> _Trecho do texto_:

>>>>>

VET VETO 16872/2006

“MENSAGEM Nº 496/2006*

Belo Horizonte, 29 de dezembro de 2005.

Senhor Presidente da Assembléia Legislativa,

Comunico a Vossa Excelência que, nos termos do inciso II do art. 70 da Constituição Estadual, decidi vetar parcialmente, por inconstitucionalidade e contrariedade ao interesse público, a Proposição de Lei nº 16.872, que altera as Leis n°s 6.763, de 26 de dezembro de 1975, que consolida a legislação tributária do Estado de Minas Gerais, 14.066, de 22 de novembro de 2001, que dispõe sobre a proteção dos consumidores de combustíveis, 4.747, de 9 de maio de 1968, que dispõe sobre a cobrança de taxas estaduais, 11.403, de 21 de janeiro de 1994, que reorganiza o Departamento de Estradas de Rodagem do Estado de Minas Gerais, e 10.992, de 29 de dezembro de 1992, que estabelece tratamento tributário diferenciado e simplificado para o microprodutor rural e para o produtor rural de pequeno porte, e dá outras providências.

Ouvida a Secretaria de Estado Fazenda assim se manifestou quanto ao dispositivo a seguir vetado:

Art. 19:

“Art. 19 - O crédito tributário de ICMS, constituído ou não, inclusive o inscrito em dívida ativa, oriundo da apropriação de crédito do imposto decorrente de operações interestaduais a que se refere a Resolução n° 3.166, de 11 de julho de 2001, do Secretário de Estado de Fazenda, poderá ter sua exigibilidade suspensa temporariamente, na forma de moratória, desde que requerido pelo contribuinte e atendidos os seguintes requisitos:

I – apresentação de requerimento, por escrito, no prazo de noventa dias contados da data de publicação desta lei;

II – assinatura de termo comprometendo-se a não se apropriar de crédito de ICMS relativo às operações interestaduais, com inobservância da legislação tributária, a partir da data de publicação desta lei;

III – reconhecimento e pagamento do crédito relativo ao ICMS devido nas operações de que trata o “caput”, realizadas a partir de 1° de janeiro de 2005, corrigido pela taxa Selic, autuado, denunciado ou não, com a desistência formal de sua discussão administrativa ou judicial.

§ 1° - O recolhimento do imposto a que se refere o inciso III do “caput” deverá ser efetuado no prazo de trinta dias contados do protocolo do requerimento da moratória.

§ 2° - A moratória a que se refere o “caput” será concedida pelo prazo de três anos.

§ 3° - Na assinatura do termo de que trata o inciso II do “caput”, o contribuinte reconhecerá expressamente que o descumprimento das exigências estabelecidas neste artigo, para fins de concessão da moratória, implicará sua revogação, bem como de todos os demais benefícios.

§ 4° - Decorridos três anos de cumprimento integral da moratória e cumpridas pelo contribuinte todas as exigências dela decorrentes, a Administração Fazendária ou a Procuradoria da Fazenda concederá a remissão total do crédito de que trata o “caput” deste artigo.”

<<<<<

> _Linhas fornecidas_:
>>>>>

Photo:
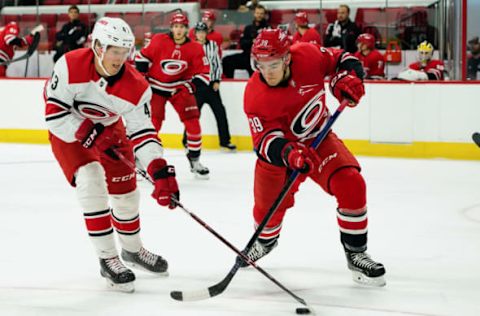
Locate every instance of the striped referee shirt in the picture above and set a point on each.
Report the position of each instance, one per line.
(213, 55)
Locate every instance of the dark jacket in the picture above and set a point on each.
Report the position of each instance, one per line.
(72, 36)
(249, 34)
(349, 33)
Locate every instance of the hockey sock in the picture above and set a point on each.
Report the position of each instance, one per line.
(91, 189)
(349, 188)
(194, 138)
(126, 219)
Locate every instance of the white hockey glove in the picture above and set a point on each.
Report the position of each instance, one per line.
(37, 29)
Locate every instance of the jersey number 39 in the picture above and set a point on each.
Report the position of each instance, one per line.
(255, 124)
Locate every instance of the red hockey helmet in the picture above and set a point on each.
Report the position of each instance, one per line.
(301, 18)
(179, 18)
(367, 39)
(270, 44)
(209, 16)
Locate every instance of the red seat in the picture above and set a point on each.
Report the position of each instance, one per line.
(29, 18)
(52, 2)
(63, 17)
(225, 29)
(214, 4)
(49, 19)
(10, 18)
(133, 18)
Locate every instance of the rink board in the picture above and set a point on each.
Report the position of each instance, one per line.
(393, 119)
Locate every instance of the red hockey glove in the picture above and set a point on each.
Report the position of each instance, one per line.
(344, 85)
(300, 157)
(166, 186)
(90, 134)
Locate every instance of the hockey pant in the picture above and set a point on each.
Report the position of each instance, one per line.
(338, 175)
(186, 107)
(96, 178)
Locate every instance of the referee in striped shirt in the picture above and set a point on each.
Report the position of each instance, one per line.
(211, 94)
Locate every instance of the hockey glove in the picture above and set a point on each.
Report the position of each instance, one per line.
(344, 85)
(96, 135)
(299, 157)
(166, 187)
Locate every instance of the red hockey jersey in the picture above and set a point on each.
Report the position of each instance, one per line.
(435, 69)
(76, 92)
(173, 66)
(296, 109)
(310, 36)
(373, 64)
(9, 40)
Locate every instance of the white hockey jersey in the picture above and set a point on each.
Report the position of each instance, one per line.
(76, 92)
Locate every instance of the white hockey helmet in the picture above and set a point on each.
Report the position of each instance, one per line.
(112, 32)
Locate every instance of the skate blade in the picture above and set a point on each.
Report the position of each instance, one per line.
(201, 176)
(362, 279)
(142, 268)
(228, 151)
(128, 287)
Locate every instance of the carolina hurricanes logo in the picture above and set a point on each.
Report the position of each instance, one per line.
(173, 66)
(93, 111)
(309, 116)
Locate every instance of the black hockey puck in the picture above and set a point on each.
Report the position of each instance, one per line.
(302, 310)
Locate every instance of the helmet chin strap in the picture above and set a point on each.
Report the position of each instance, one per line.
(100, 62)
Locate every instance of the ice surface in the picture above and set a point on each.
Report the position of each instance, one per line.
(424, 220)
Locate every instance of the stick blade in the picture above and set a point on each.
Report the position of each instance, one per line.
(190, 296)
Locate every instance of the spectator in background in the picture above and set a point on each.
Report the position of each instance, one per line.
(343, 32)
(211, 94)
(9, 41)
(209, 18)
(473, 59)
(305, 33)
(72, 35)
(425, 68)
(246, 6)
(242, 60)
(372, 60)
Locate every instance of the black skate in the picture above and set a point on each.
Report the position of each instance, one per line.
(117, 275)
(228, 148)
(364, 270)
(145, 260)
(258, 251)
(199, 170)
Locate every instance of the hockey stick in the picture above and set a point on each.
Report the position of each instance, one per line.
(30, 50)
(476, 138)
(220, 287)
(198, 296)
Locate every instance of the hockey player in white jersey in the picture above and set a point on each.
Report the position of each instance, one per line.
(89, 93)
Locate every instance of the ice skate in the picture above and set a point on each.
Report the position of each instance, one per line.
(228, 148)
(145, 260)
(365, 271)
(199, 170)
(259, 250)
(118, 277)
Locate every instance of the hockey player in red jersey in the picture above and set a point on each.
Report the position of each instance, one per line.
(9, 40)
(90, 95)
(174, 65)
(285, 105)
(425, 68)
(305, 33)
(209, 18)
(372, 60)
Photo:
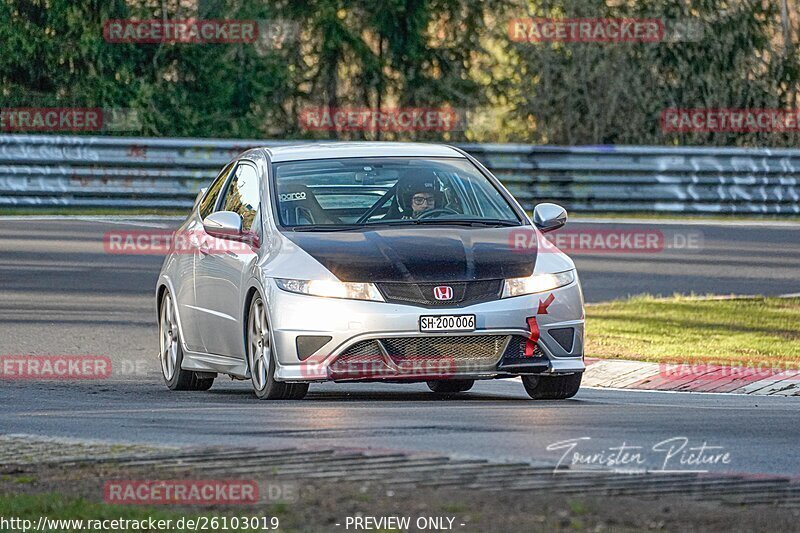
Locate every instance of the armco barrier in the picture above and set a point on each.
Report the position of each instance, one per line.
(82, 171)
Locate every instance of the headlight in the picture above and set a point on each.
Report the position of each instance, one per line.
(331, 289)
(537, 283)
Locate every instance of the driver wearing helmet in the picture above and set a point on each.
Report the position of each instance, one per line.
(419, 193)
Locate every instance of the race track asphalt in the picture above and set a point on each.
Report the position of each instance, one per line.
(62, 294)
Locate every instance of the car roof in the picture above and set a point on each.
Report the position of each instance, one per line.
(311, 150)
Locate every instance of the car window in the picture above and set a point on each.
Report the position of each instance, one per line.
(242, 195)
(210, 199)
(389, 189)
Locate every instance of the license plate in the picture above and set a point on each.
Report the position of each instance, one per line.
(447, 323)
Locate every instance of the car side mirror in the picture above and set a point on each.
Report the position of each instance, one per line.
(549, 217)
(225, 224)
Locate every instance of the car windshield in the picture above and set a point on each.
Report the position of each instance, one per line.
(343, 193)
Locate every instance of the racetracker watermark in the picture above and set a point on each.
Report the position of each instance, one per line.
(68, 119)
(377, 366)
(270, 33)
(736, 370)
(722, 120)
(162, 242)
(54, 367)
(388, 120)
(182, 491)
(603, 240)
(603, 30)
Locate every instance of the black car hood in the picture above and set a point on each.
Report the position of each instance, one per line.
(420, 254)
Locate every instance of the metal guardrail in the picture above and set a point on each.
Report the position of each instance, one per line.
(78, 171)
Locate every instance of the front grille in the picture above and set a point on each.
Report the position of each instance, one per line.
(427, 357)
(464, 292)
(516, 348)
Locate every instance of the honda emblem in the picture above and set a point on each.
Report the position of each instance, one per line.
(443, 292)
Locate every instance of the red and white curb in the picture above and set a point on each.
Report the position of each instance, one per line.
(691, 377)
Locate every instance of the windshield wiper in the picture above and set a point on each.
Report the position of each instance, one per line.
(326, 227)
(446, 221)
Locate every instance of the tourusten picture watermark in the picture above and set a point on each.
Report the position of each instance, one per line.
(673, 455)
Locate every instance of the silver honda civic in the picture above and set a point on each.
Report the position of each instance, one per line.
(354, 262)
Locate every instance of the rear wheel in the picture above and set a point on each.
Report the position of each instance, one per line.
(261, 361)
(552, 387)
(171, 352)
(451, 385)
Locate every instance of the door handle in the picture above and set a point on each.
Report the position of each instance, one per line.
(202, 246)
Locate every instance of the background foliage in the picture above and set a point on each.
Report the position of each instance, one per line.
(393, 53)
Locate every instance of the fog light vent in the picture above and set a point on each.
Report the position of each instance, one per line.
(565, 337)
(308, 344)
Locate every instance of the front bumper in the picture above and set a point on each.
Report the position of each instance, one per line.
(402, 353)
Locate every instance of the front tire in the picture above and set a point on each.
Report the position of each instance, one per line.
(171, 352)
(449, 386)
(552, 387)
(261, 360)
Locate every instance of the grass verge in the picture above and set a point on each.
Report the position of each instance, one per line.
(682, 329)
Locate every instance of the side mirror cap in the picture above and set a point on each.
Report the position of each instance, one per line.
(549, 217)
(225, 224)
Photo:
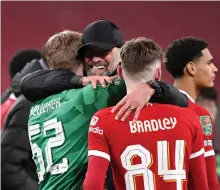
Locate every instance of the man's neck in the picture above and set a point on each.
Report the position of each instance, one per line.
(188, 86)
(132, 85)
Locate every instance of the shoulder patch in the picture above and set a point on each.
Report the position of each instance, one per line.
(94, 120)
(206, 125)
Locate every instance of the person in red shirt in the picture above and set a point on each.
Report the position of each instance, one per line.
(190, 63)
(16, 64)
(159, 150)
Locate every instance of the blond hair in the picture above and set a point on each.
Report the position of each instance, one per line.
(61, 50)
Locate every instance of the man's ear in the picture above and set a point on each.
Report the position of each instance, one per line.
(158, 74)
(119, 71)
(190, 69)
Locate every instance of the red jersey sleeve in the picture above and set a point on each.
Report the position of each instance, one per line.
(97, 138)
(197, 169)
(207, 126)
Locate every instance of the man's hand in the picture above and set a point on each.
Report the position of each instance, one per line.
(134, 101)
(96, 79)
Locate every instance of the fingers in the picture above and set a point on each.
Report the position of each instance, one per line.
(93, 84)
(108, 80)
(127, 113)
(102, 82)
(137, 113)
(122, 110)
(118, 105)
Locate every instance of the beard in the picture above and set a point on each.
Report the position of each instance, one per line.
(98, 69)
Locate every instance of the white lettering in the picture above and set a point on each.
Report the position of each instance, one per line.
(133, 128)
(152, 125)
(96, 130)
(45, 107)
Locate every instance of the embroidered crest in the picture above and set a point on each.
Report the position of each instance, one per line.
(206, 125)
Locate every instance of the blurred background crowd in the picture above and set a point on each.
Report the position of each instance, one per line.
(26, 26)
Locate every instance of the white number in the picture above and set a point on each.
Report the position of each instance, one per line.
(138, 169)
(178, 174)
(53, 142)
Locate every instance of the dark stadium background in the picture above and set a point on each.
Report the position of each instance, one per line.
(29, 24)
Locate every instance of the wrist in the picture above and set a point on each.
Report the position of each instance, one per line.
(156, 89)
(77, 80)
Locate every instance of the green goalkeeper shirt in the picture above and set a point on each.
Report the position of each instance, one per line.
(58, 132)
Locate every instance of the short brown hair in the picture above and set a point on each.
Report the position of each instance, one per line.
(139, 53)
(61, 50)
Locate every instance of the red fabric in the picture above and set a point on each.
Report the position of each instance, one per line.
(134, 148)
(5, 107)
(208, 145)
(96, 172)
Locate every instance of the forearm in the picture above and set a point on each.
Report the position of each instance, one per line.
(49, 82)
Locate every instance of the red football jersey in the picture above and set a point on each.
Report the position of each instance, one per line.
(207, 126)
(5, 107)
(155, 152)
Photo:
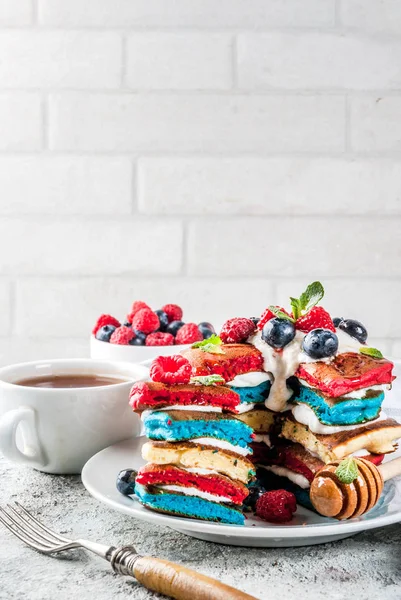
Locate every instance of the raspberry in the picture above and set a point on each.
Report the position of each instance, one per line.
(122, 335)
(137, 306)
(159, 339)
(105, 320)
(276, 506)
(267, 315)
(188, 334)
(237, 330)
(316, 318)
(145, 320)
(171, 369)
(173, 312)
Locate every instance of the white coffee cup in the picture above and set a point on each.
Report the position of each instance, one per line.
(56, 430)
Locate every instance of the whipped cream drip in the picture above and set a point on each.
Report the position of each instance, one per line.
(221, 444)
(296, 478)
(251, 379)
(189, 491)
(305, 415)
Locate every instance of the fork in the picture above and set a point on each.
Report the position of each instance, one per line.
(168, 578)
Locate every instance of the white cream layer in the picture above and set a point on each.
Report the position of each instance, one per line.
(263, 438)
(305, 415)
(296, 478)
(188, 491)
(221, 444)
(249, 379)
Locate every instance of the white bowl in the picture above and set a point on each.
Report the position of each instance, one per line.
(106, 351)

<<<<<

> _Tarefas a fazer_:
(1) Passe para o inglês a frase da mensagem de veto «§ 2° - A moratória a que se refere o “caput” será concedida pelo prazo de três anos.»
(2) Transforme em lista o parágrafo da mensagem de veto que começa com «Comunico a Vossa Excelência», sem perder os fatos principais.

> _Respostas por tarefa_:
(1) § 2 - The moratorium referred to in the “caput” shall be granted for a period of three years.

(2)
- Base legal: inciso II do art. 70 da Constituição Estadual
- Decisão: veto parcial à Proposição de Lei nº 16.872
- Motivos: inconstitucionalidade e contrariedade ao interesse público
- Leis alteradas pela proposição:
  - Lei nº 6.763, de 26 de dezembro de 1975, que consolida a legislação tributária do Estado de Minas Gerais
  - Lei nº 14.066, de 22 de novembro de 2001, sobre a proteção dos consumidores de combustíveis
  - Lei nº 4.747, de 9 de maio de 1968, sobre a cobrança de taxas estaduais
  - Lei nº 11.403, de 21 de janeiro de 1994, que reorganiza o Departamento de Estradas de Rodagem do Estado de Minas Gerais
  - Lei nº 10.992, de 29 de dezembro de 1992, que estabelece tratamento tributário diferenciado e simplificado para o microprodutor rural e para o produtor rural de pequeno porte
- A proposição também dá outras providências.